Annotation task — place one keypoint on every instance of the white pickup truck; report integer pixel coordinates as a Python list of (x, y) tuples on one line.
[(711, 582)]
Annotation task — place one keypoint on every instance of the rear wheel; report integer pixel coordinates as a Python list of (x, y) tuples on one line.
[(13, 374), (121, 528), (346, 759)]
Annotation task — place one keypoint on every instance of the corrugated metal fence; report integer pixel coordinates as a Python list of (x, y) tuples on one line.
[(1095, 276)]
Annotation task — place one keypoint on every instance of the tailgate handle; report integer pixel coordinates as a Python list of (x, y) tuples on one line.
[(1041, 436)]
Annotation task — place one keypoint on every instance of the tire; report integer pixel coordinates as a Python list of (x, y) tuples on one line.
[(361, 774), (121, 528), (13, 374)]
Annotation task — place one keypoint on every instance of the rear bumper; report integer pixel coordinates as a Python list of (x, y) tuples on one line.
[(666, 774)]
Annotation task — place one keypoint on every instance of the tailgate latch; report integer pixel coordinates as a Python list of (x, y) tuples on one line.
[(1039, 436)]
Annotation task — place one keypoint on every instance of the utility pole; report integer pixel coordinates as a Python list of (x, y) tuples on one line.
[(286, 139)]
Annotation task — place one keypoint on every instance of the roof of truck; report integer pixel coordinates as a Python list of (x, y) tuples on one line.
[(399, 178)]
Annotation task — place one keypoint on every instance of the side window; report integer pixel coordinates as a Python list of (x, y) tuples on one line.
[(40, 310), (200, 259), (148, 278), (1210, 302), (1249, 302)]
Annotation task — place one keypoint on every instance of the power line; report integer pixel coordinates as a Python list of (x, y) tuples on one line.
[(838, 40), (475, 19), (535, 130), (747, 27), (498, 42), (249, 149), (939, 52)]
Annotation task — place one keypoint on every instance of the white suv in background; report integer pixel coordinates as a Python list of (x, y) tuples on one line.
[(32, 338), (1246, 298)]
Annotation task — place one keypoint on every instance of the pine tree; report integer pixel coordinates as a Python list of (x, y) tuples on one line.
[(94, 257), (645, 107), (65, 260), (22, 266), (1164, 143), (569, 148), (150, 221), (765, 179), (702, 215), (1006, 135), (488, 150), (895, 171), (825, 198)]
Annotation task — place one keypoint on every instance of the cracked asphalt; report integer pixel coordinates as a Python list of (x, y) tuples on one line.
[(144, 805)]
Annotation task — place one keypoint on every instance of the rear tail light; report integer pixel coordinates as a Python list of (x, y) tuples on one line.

#####

* [Aim]
Quote every one of the lines above verbatim, from the first to the last.

* [Written solution]
Annotation task — place one keypoint on every instance of the white pickup truck; report integer pixel coordinates as a Python list of (x, y) tuples on one line.
[(711, 582)]
Annotation task — place one keypoint on every instance of the rear wheel; report integer pixel coordinates as a Python list of (x, y) tuples on one line.
[(13, 374), (121, 528), (346, 759)]
Annotation task — place one keypoint on every instance of the corrugated metal fence; report integer pixel coordinates as a Python list of (x, y) tuples on one line.
[(1095, 276)]
Annotation task — place one keypoint on every instance of the tailgate handle; report integer pixel coordinates as a Python list of (x, y) tuples on one line.
[(1041, 436)]
Annotation task — place one keypoint on every instance of the tire; report integer pixel coordinates as a Python list of (x, y) tuples on one line.
[(361, 774), (121, 528), (13, 374)]
Annotation task — place one keypoint on every instance of the rear bumper; report integer pixel coordinates as a Python list of (x, y) tuples on one line.
[(666, 774)]
Annotation task — place one keypoint on every instance of the tailgate latch; report integer pixel coordinates as a Python list of (x, y) tuples on one line.
[(1039, 436)]
Annotation task — place one keypoint on every instance of the utility pole; report integer pixel coordinates as a Python list of (x, y) tuples on one line.
[(286, 139)]
Annotation task — place one keypoint on every instance of the roof of truck; report integer pixel coordinates as a Python list of (x, y) tuples on one line.
[(399, 178)]
Annotation task — place one keypoint on every instance of the side window; report integer pixel coordinates as a Python list of (x, y) tuples on one line.
[(40, 310), (200, 259), (148, 278), (1210, 302), (1249, 302)]
Annotation task — place one keypoint on every instance of the power line; report integer pixel coordinates as a Python list of (x, y) tuples on one line.
[(838, 40), (475, 19), (535, 130), (747, 27), (498, 42), (249, 149), (939, 52)]
Annotation task — place one keypoint on every instance of the white suv in background; report integer pixel coordinates as a Python list of (x, y) tuples on one line.
[(32, 338), (1246, 298)]
Annotation task — place one keypoint on every instance of the pine tree; report integer pixel coordinates as a Python list of (x, y) tuples on one line.
[(94, 257), (645, 107), (65, 260), (22, 266), (1164, 143), (569, 148), (150, 221), (765, 179), (702, 215), (1006, 135), (488, 150), (895, 171), (825, 198)]
Annotation task — place one keypoint on every instance of the cracked asphalt; report integer pixel coordinates as a Python list of (x, y) tuples on one line.
[(144, 805)]
Annotation task — place one keypoint on every instance of the rear tail light; report integer pixel coordinates as a Python list of (x, y) tuples on one line.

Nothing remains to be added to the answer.